**TEXTO FORNECIDO**
· · · · · · ·

T I R I R I C A
    


     DUAS coisas ressaltadas em nós, brasileiros: o caráter extremamente preconceituoso da sociedade (o que é sinônimo de intolerância e obscurantismo), e mais a notável falta de memória.
     Ainda adolescente em Belo Horizonte, na década de 50, come-
cei a ouvir falar em um certo "Chico Fulô", misto de palhaço de circo e lutador de "catch" que na época atraía multidões para o ginásio esportivo da antiga feira de amostras. Eram lutas encenadas, onde a turma dos "mocinhos" lutava contra a dos "bandidos", tudo debaixo da torcida febril dos milhares que compunham a ululante platéia.
     Um dos que faziam parte da "turma do bem" era o "Chico Fulô", que caiu nas graças da população e angariou enorme popularidade. Não deu muito tempo e lá estava ele, agora com seu nome real de Waldomiro Lobo, candidatando-se a vereador. Reações iradas, verdadeira cruzada em nome "da moral e dos bons costumes". Waldomiro Lobo só não foi chamado de "bonito" (coisa que aliás não era, muito pelo contrário): todos os xingamentos, epítetos, epigramas, etc. etc. publicáveis eram vistos diariamente nos jornais. Ridicularizado de todas as formas e modos possíveis, nosso amigo foi eleito com estrondoso número de votos.
     Não me recordo muito bem do que ocorreu depois, pois logo  mudei de lá e deixei de acompanhar o dia a dia alterosiano. Agora, pesquisando na internet para escrever este post, vi que Waldomiro Lobo teve uma carreira na política, pois chegou a deputado estadual. E continuando a pesquisa descobri também que ele dá nome a uma importante avenida da cidade. Sinal que, de um ou outro modo, sua vida teve significado para Belo Horizonte e seu povo.
     Essa rememoração foi provocada pela celeuma que despertou a candidatura e posterior eleição do Sr. Francisco Everardo Oliveira Lima ao posto de Deputado Federal por São Paulo, com a maior votação de todos os tempos. Senhor talvez apedeuto, que responde pelo "nom de plume" (o trocadilho é intencional) de "Tiririca", e cuja profissão é ser palhaço.

· · · · · · ·

[Dados registrados]
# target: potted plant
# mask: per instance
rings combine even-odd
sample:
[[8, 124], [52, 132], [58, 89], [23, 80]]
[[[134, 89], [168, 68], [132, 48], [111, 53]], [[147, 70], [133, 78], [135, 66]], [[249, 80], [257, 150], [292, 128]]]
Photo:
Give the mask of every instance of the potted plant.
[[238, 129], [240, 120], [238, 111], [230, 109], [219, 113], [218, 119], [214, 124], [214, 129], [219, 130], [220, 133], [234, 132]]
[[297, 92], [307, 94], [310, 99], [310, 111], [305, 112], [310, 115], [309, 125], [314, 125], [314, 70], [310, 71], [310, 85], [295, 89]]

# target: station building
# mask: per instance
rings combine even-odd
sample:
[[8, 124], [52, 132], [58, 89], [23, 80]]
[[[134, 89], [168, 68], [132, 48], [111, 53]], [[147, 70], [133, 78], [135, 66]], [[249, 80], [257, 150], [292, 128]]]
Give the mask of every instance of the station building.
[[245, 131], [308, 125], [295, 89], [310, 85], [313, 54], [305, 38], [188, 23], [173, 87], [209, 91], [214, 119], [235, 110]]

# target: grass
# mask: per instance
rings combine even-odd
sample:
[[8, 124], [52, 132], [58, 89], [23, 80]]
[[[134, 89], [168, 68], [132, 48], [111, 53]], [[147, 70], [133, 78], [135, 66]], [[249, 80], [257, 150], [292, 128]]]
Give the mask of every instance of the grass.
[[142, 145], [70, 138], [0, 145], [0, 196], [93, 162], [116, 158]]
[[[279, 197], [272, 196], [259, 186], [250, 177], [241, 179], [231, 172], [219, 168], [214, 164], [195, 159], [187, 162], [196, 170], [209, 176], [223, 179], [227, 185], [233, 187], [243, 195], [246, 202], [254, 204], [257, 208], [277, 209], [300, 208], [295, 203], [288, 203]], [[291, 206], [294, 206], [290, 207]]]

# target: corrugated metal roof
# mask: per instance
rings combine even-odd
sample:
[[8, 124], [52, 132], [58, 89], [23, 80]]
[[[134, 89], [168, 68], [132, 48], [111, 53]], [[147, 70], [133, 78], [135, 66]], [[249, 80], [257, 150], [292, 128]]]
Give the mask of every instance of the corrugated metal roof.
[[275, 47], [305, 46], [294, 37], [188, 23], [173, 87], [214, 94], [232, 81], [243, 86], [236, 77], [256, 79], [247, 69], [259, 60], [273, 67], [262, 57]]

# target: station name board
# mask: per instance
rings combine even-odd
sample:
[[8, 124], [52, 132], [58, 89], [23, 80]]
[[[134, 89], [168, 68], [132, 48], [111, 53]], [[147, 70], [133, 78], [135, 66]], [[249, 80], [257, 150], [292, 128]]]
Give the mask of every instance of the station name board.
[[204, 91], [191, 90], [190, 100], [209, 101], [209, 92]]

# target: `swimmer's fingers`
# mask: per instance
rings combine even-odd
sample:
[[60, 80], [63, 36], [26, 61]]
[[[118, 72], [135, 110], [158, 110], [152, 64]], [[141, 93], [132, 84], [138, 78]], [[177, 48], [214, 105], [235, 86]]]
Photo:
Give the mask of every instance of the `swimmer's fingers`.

· · · · · · ·

**TAREFAS**
1. Devolva, do texto sobre Tiririca, o trecho que vai de "T I R I R I" até "a ululante platéia.".
2. Segundo o texto sobre Tiririca, a que cargo Waldomiro Lobo chegou em sua carreira política?

**TAREFAS RESOLVIDAS**
1.
T I R I R I C A
    


     DUAS coisas ressaltadas em nós, brasileiros: o caráter extremamente preconceituoso da sociedade (o que é sinônimo de intolerância e obscurantismo), e mais a notável falta de memória.
     Ainda adolescente em Belo Horizonte, na década de 50, come-
cei a ouvir falar em um certo "Chico Fulô", misto de palhaço de circo e lutador de "catch" que na época atraía multidões para o ginásio esportivo da antiga feira de amostras. Eram lutas encenadas, onde a turma dos "mocinhos" lutava contra a dos "bandidos", tudo debaixo da torcida febril dos milhares que compunham a ululante platéia.

2. Chegou a deputado estadual.